■ **Data supplied**
########
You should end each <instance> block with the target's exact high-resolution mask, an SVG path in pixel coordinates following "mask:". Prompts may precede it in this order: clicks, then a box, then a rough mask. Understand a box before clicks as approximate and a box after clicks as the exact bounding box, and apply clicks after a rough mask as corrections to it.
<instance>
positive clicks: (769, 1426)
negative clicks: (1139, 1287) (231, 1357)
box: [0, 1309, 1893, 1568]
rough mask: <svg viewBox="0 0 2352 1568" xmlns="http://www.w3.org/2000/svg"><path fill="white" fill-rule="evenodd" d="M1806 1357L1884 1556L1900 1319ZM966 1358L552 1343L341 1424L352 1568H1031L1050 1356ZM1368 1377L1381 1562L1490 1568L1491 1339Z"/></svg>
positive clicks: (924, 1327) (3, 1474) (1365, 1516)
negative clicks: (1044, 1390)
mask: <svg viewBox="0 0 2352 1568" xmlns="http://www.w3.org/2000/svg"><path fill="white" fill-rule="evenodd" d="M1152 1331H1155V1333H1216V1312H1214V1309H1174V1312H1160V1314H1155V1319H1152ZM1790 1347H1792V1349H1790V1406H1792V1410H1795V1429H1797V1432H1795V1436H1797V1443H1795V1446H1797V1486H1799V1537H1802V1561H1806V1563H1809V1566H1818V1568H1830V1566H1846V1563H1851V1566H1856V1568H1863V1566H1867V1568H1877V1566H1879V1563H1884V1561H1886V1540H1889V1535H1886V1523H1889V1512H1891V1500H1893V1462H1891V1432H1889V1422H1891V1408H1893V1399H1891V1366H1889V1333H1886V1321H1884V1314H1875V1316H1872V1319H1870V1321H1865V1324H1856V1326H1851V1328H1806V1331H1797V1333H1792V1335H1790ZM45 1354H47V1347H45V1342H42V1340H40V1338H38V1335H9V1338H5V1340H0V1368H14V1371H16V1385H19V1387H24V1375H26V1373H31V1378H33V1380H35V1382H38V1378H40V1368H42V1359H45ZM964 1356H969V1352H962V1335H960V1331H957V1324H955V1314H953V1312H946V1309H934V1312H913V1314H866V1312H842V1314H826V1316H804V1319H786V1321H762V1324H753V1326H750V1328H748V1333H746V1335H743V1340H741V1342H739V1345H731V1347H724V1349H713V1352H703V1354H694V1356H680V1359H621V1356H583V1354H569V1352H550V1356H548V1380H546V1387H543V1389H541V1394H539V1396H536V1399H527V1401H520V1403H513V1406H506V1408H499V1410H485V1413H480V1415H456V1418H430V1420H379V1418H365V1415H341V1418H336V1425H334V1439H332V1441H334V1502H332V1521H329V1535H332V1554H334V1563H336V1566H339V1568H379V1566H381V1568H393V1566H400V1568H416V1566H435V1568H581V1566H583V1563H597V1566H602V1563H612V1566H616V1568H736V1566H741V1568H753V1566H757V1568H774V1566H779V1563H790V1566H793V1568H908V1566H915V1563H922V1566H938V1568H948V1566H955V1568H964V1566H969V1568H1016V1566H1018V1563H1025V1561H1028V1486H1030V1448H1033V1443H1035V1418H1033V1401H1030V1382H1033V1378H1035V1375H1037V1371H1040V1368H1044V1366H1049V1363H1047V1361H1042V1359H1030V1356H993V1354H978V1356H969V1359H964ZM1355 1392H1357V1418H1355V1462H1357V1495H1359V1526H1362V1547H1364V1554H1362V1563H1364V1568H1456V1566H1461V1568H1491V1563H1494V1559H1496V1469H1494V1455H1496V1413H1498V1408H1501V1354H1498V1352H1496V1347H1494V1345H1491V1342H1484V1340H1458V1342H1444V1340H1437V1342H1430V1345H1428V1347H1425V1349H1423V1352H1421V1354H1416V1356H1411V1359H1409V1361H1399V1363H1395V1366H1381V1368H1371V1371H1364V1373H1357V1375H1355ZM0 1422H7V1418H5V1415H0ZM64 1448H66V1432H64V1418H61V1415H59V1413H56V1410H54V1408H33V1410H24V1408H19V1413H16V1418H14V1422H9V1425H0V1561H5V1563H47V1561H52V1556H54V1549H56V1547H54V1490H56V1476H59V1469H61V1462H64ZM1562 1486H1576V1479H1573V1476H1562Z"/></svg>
########
■ **Exercise brief**
The answer should consist of every line from the listing above that includes the word "instance".

■ **Solution for this task**
You should end each <instance> block with the target's exact high-resolution mask, an SVG path in pixel coordinates following "mask:". Prompts may precede it in this order: clicks, then a box, then a rough mask. Understand a box before clicks as approximate and a box after clicks as the exact bounding box, and apply clicks after a rough mask as corrections to it.
<instance>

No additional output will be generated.